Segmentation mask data

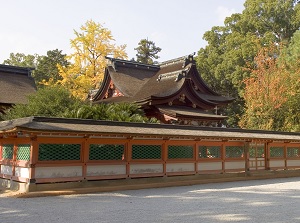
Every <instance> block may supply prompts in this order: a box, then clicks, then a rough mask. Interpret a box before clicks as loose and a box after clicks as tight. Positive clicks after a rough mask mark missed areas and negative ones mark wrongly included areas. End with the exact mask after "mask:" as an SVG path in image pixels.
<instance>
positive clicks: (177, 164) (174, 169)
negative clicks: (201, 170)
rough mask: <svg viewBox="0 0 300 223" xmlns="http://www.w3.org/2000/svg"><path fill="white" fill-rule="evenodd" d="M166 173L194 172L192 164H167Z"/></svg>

* * *

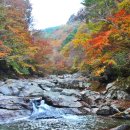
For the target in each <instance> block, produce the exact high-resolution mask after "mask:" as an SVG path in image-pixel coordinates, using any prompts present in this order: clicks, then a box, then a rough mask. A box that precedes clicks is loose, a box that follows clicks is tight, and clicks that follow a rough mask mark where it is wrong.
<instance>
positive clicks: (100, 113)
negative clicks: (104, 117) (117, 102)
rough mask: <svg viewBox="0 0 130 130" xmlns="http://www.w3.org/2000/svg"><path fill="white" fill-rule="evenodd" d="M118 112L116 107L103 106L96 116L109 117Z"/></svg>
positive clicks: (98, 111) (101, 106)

(ABOUT THIS EXERCISE) Tally the lines in the entries above that contain the string "http", treating uppercase and lowercase as different, and give only the number.

(EXERCISE ANSWER) 2